++++ Given information ++++

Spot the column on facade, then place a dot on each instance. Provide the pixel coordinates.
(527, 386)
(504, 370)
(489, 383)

++++
++++ Given information ++++

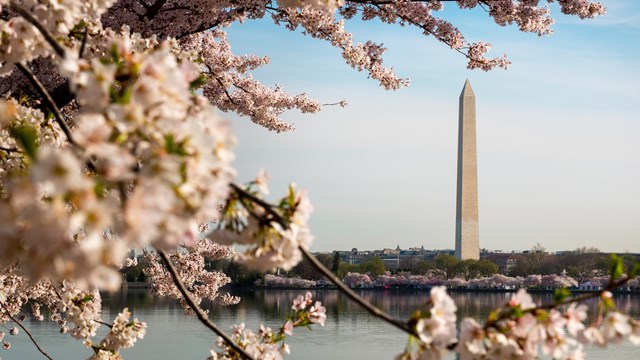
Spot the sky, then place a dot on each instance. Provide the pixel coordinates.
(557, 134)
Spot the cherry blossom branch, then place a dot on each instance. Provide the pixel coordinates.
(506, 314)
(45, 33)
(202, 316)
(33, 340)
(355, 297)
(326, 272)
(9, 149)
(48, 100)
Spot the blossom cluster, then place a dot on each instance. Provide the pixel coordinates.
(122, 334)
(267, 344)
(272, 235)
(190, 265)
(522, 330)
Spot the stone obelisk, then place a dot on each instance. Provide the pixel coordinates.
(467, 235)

++++
++++ Given information ++++

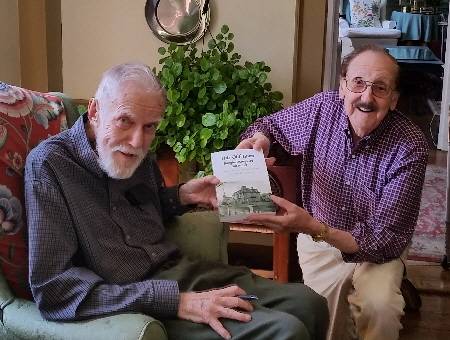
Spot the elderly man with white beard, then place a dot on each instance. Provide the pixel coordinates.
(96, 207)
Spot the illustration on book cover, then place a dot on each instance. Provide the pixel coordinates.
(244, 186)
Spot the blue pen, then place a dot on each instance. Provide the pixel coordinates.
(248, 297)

++++

→ **Given request**:
Copy out each row above that contains the word "blossom", keeping every such row whole.

→ **Output**:
Spot the cherry blossom branch, then place a dot on each instance. Provide the pixel coordinates.
Spot the blossom cluster, then place a dot on each instance. Provide the pixel coordinates.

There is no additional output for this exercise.